● **Task details**: Please convert the items below into a two-column CSV with the columns instruction and answer, starting at the first item and stopping after the line that contains "[[[175,374],[191,435],[326,434],[326,298],[210,295],[186,270]]]". Give one row per item, with its text and its answer each in a single quoted field, line breaks replaced by spaces, and the pictures omitted.

● **Given records**:
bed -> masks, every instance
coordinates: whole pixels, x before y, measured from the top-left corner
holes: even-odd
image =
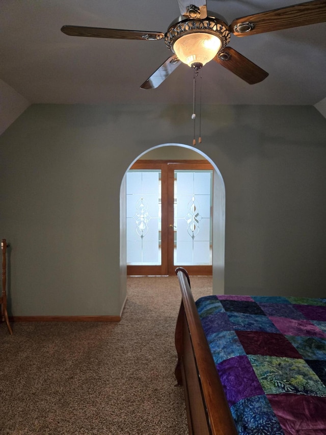
[[[175,374],[191,435],[326,434],[326,298],[210,295],[186,270]]]

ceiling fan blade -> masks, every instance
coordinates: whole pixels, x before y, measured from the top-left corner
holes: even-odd
[[[247,36],[325,21],[326,0],[314,0],[236,18],[230,29],[236,36]]]
[[[159,32],[142,32],[101,27],[64,25],[61,31],[69,36],[88,36],[91,38],[112,38],[116,39],[161,39],[164,34]]]
[[[202,19],[207,16],[206,0],[178,0],[178,4],[181,14],[185,17]]]
[[[182,63],[173,55],[162,63],[141,86],[142,89],[154,89],[159,86],[179,65]]]
[[[268,72],[231,47],[221,50],[214,60],[250,85],[262,82],[268,75]]]

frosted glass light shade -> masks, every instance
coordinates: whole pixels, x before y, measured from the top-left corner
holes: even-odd
[[[195,62],[204,65],[215,57],[222,45],[218,36],[198,32],[179,38],[173,44],[173,50],[180,60],[189,66]]]

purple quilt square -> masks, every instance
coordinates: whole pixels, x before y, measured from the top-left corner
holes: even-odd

● **Completed task**:
instruction,answer
"bed -> masks, every instance coordinates: whole pixels, x before y, measured from the top-left corner holes: even-odd image =","[[[175,374],[191,435],[326,434],[326,298],[210,295],[186,270]]]"